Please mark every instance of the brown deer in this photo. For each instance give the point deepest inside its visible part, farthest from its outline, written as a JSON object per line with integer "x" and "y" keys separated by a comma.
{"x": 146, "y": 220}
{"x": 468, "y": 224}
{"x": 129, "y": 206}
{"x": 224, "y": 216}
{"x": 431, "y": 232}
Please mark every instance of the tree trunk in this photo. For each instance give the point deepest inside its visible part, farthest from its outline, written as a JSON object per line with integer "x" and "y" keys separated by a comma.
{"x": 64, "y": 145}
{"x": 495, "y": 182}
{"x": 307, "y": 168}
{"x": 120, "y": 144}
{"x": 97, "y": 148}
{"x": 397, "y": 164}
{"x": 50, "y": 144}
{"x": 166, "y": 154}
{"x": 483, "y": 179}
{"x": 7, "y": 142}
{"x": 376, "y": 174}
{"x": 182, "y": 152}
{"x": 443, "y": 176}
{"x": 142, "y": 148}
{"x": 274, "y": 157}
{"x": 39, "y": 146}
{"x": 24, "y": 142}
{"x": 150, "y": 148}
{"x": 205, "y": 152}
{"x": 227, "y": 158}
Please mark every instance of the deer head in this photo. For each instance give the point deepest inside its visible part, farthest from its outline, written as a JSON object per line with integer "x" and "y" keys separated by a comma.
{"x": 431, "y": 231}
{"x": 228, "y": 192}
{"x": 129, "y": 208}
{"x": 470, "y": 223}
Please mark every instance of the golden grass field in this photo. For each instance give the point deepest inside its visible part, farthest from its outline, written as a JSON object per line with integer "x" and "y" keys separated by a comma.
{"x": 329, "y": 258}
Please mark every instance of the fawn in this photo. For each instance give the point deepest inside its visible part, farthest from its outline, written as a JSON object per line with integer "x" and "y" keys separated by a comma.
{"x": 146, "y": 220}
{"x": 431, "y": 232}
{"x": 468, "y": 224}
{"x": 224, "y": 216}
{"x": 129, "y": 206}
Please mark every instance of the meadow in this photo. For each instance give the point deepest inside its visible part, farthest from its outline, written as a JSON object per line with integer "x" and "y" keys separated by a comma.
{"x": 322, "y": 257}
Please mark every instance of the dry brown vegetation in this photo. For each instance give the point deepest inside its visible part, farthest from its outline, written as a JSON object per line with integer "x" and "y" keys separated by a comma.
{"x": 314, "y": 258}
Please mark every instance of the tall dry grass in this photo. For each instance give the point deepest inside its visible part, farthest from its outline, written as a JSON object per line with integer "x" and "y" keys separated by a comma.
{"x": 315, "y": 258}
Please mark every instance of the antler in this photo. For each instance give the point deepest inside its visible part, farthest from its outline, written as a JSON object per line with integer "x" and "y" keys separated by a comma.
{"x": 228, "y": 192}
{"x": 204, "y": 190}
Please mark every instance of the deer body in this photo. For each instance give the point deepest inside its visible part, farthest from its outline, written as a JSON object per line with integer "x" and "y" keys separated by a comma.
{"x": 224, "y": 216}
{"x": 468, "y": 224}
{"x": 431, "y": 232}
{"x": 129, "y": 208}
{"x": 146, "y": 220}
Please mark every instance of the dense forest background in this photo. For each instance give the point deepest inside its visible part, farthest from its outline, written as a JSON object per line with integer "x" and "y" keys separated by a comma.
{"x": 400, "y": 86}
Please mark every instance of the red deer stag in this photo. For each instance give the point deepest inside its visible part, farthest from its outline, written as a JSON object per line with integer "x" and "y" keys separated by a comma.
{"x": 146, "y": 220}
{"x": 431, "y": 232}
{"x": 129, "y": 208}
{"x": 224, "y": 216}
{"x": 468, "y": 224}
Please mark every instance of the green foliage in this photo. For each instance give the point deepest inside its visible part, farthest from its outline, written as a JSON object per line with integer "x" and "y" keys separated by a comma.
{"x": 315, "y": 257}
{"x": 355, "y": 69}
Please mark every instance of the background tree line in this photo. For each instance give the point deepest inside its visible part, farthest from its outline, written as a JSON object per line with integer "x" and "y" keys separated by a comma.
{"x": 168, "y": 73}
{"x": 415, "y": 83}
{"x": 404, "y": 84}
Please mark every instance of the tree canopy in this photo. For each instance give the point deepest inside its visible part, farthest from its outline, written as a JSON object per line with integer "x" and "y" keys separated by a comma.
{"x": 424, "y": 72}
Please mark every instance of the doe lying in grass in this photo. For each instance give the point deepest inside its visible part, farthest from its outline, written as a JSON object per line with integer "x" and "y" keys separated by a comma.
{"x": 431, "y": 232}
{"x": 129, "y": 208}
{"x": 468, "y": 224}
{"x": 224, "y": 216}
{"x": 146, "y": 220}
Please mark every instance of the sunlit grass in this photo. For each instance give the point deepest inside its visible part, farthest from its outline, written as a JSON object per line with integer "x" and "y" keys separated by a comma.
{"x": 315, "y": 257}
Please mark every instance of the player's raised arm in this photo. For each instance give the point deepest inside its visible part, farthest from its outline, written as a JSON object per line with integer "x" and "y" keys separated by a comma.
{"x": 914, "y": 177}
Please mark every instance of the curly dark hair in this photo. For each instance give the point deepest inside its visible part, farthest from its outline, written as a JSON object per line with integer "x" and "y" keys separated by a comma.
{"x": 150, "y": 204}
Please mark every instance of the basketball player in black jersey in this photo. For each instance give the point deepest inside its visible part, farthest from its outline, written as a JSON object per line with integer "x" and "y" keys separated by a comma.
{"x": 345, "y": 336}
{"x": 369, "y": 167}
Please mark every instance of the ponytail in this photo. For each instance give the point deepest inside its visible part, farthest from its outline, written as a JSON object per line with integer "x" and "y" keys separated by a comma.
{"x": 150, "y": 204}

What is being asked
From the first line to the last, retype the data exactly.

Written response
Please mark every instance of the brown deer in this photo. For each instance give the point deepest inside its visible part, farthest from its outline, written as a JSON object per line with integer "x" and "y" keys separated by a comma.
{"x": 146, "y": 220}
{"x": 468, "y": 224}
{"x": 129, "y": 206}
{"x": 224, "y": 216}
{"x": 431, "y": 232}
Please mark every instance of the tree trunk in this photo. For each instance give the point deepest inside its visible part, farthest from its outline, written as a JSON object per line with integer "x" and "y" keys separated by a comma.
{"x": 64, "y": 145}
{"x": 495, "y": 182}
{"x": 307, "y": 168}
{"x": 120, "y": 144}
{"x": 97, "y": 148}
{"x": 397, "y": 164}
{"x": 50, "y": 144}
{"x": 166, "y": 154}
{"x": 483, "y": 179}
{"x": 7, "y": 142}
{"x": 376, "y": 174}
{"x": 182, "y": 152}
{"x": 443, "y": 176}
{"x": 142, "y": 148}
{"x": 274, "y": 157}
{"x": 39, "y": 146}
{"x": 24, "y": 142}
{"x": 150, "y": 148}
{"x": 205, "y": 152}
{"x": 227, "y": 158}
Please mark every instance of the deer head in this photo. For each instance give the point deepest inside its visible part, farthest from its outline, written as a JSON object per line with integer "x" and "y" keys separated by a comma.
{"x": 431, "y": 231}
{"x": 228, "y": 192}
{"x": 129, "y": 208}
{"x": 470, "y": 223}
Please mark every instance of the golden grass field in this photo. For each instance give the point deepest inside its visible part, farthest from its outline, written as a JSON object per line with integer "x" and "y" keys separated by a comma.
{"x": 329, "y": 258}
Please mark every instance of the fawn in this photo. For each instance give the point deepest inside its visible part, farthest from its outline, written as a JSON object per line with integer "x" and "y" keys separated by a comma.
{"x": 146, "y": 220}
{"x": 431, "y": 232}
{"x": 468, "y": 224}
{"x": 224, "y": 216}
{"x": 129, "y": 206}
Please mark every instance of the meadow in this photo. For each instance give the point deepest inside its visible part, farthest from its outline, written as a JSON object per line with integer "x" and "y" keys separated by a comma.
{"x": 322, "y": 257}
Please mark every instance of the dry brown vegetation in this photo. For each instance give the point deepest inside its visible part, farthest from its outline, written as a JSON object per line with integer "x" and "y" keys separated by a comma.
{"x": 314, "y": 258}
Please mark every instance of the tall dry grass in this photo. For each instance give the point deepest inside its visible part, farthest from its outline, written as a JSON object per line with integer "x" and "y" keys separated by a comma.
{"x": 315, "y": 258}
Please mark every instance of the antler in this photo. For each instance give the point deepest inside its visible part, farthest from its outline, written as a JSON object per line with integer "x" and "y" keys separated by a comma.
{"x": 228, "y": 192}
{"x": 204, "y": 190}
Please mark every instance of the deer body in this photo. For each instance give the point deepest inside its visible part, farthest from its outline, written as a JSON object per line with integer "x" and "y" keys separated by a comma.
{"x": 224, "y": 216}
{"x": 468, "y": 224}
{"x": 431, "y": 232}
{"x": 129, "y": 208}
{"x": 146, "y": 220}
Please mark every instance of the dense forest background in this photo. For each instance give the point deepest inside its visible part, farthest from its outline, written as a JSON object per line with integer "x" and "y" keys separated by a comma.
{"x": 400, "y": 86}
Please mark every instance of the red deer stag in this photo. For each instance give the point deepest inside its visible part, farthest from its outline, written as a JSON object per line with integer "x" and "y" keys separated by a comma.
{"x": 146, "y": 220}
{"x": 431, "y": 232}
{"x": 129, "y": 208}
{"x": 224, "y": 216}
{"x": 468, "y": 224}
Please mark every instance of the green foliage in this photo. For each instance give the point deepest inside its visible part, farthest from its outline, written as a JSON object per line with integer "x" and "y" keys separated by a comma.
{"x": 315, "y": 257}
{"x": 355, "y": 69}
Please mark every instance of the background tree line in this photo. For each instance give the point deepest inside its visible part, farthest from its outline, written as a JSON object per line with integer "x" and "y" keys separated by a comma.
{"x": 168, "y": 73}
{"x": 415, "y": 83}
{"x": 404, "y": 84}
Please mark every instance of the tree canopy in this photo. For each instance give the point deepest inside its visible part, farthest from its outline, written as a JSON object per line with integer "x" and "y" keys separated by a comma.
{"x": 424, "y": 72}
Please mark every instance of the doe lying in grass in this photo. For each instance give the point deepest inside its visible part, farthest from its outline, written as a JSON object per line with integer "x" and "y" keys separated by a comma.
{"x": 431, "y": 232}
{"x": 129, "y": 208}
{"x": 468, "y": 224}
{"x": 224, "y": 216}
{"x": 146, "y": 220}
Please mark every instance of the sunlit grass in this photo. For each instance give the point deepest inside its visible part, farthest from its outline, written as a JSON object per line with integer "x" and "y" keys separated by a comma.
{"x": 315, "y": 257}
Please mark every instance of the player's raised arm in this photo. For each instance give the point deepest inside its visible part, farthest from its outline, written as a JSON object per line with integer "x" and "y" keys separated by a comma.
{"x": 914, "y": 177}
Please mark every instance of the curly dark hair in this photo. For each instance give the point deepest inside its visible part, farthest from its outline, written as a JSON object per line with integer "x" and "y" keys separated by a comma.
{"x": 150, "y": 204}
Please mark every instance of the basketball player in black jersey in this photo. For each instance give the point deepest inside its visible part, farthest from its outline, written as a JSON object per line with integer "x" and "y" keys separated by a comma.
{"x": 345, "y": 336}
{"x": 369, "y": 167}
Please mark every instance of the ponytail in this photo. For each instance give the point deepest inside its visible part, farthest from its outline, written as a JSON object per line with integer "x" and "y" keys separated by a comma.
{"x": 150, "y": 204}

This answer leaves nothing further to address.